Among the entries below, find every line that contains the string "skyscraper", then copy it.

═══ Dataset records

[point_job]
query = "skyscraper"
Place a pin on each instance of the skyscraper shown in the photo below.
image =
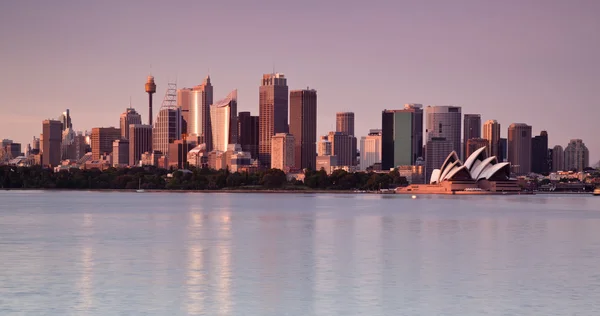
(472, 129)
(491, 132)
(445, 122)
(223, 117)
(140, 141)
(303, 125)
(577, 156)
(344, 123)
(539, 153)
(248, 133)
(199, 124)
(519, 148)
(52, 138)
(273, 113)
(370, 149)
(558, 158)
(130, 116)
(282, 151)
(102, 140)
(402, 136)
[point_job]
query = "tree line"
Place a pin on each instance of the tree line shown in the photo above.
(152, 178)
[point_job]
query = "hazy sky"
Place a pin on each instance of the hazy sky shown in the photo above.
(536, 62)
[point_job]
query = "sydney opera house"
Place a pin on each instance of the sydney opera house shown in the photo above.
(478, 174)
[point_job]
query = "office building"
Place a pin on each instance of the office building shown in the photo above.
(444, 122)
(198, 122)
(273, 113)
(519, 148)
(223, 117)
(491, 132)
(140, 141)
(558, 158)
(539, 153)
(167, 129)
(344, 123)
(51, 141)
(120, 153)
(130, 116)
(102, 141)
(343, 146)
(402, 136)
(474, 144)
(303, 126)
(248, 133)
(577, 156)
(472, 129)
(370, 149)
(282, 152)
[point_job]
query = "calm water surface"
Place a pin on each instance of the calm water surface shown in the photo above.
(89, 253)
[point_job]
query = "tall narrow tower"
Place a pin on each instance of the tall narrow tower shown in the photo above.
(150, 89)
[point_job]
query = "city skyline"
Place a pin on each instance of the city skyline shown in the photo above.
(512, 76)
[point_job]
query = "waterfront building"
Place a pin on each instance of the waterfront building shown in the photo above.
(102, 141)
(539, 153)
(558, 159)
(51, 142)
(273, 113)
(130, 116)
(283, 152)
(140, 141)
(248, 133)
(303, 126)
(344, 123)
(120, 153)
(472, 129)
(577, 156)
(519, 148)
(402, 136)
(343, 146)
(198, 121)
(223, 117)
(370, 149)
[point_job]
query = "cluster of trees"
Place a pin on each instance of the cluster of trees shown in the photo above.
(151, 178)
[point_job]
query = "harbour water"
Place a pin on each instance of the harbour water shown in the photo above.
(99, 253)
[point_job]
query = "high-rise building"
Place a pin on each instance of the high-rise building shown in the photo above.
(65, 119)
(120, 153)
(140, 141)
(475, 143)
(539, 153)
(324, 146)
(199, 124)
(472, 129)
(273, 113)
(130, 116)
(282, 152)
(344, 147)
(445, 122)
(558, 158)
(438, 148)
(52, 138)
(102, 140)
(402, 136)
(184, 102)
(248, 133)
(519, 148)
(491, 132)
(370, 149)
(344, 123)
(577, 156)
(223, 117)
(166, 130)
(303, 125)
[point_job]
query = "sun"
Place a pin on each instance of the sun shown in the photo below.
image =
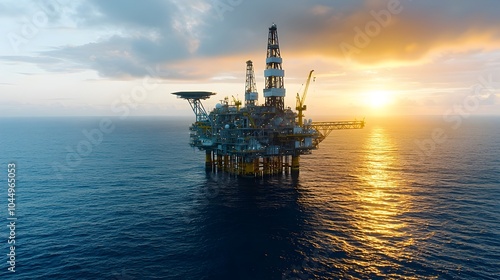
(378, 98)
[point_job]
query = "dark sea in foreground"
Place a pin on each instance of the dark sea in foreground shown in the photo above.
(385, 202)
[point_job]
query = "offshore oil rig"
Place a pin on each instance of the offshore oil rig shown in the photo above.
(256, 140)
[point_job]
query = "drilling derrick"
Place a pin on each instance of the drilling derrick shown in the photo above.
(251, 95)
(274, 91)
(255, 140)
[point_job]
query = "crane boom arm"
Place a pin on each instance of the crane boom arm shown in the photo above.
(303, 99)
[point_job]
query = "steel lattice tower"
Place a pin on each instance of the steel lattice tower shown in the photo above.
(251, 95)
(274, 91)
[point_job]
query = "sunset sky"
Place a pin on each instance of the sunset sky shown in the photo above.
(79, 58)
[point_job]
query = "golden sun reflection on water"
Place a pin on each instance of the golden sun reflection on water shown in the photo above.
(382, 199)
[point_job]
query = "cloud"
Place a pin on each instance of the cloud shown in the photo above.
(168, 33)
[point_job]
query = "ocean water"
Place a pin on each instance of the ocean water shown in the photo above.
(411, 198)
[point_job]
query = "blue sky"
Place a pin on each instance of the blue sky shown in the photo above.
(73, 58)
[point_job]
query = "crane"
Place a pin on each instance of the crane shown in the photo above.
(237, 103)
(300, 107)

══════

* Response area
query = "skyscraper"
Place a pin on each instance of the skyscraper shown in the photo below.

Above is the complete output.